## Begin Passage provided

Generation VIII: Ebenezer is "Obliged to Enter Another Wilderness"

The Puritan practice of generously increasing and multiplying eventually created population pressures in Dedham. By the middle to late 1700’s, according to an 1827 History of Dedham:

The people seem to have had a strong dislike to the introduction of new comers into the town. The reason of it is obvious, they might be expensive, and... they might occupy the places wanted for their sons, who might thereby be obliged to emigrate into another wilderness... From an inspection of the assessors’ books in 1736, I recognize the numerous descendants of some of the first settlers, with an extremely small number of new names. The Colburns, the Gays, the Ellises, the Farringtons, the Fishers, the Guilds, the Metcalfs, the Richards, and the Whitings, descendants of men of these names, had branched out into families from eight to fifteen in number, and did then constitute a considerable portion of the inhabitants... Ref

Title page of Erastus Worthington's 1827 History of Dedham.

Three generations after Nathaniel, a landless youngest son, left England to seek his fortune in the wilderness of Massachusetts, not all of his desendants could remain in Dedham. Joseph's youngest son Ebenezer was “oblighed to emigrate into another wilderness.”

Ebenezer moved twice. He and his wife first went to a newly established town about 50 miles to the west.

Princeton, Massachusetts

According to a 1915 history of the town of Princeton:
On October, 1759, certain tracts of land… comprising about 15,000 acres, were, by Act of the General Court, made a District, to which the name of Prince Town was given… at the time this Act was passed the storm and stress period of the early settlement of New England had passed. The fierce conflicts with the aborigines had ended in the triumph of the white man… The territory now included within the boundaries of this town was one of the few tracts in the State which was unoccupied at this time. Ref

Portions of southern New Hampshire and eastern Massachusetts.
A: Dedham, MA B: Princeton, MA C: Rindge, NH.

Colonists called the area “Nipmuc Territory,” after the largest of several Algonquian tribes living in the area around Mount Wasuchett. Who owned it was unclear. Parts had supposedly been purchased from the Nipmuc by a group of investors in 1686, though the legitimacy of their deal was contested. Several older towns claimed ownership, including daughter towns of Dedham.

For a long time, title to this land had no practical value to colonists anyway, because a series of wars made settlement too dangerous:
  • 1702-1713 Queen Anne’s War
  • 1722-1725 Dummer’s War. During this one, natives killed and kidnapped early settlers of nearby Rutland, forcing evacuation of neighboring settlements.
  • 1744-1748 King George’s War
  • 1754-1763 French and Indian War

Approximate territories of southern New England tribes about 1600. The Nipmuck and closely related tribes controlled much of what is now central Massachusetts Ref

Some of these wars grew directly out of conflict with Native Americans unhappy with what had happened to their land and way of life. Others were colonial sideshows to wars between European powers. All made life risky for a colonist on the frontier, which still included central Massachusetts.

## End Passage provided
## Begin Information shown

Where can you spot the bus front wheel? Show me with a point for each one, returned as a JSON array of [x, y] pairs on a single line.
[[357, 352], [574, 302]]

## End Information shown

Problem to work on => In the passage about Ebenezer leaving Dedham, roughly how many acres did the 1759 act of the General Court make into the district named Prince Town?

Answer to this task => About 15,000 acres.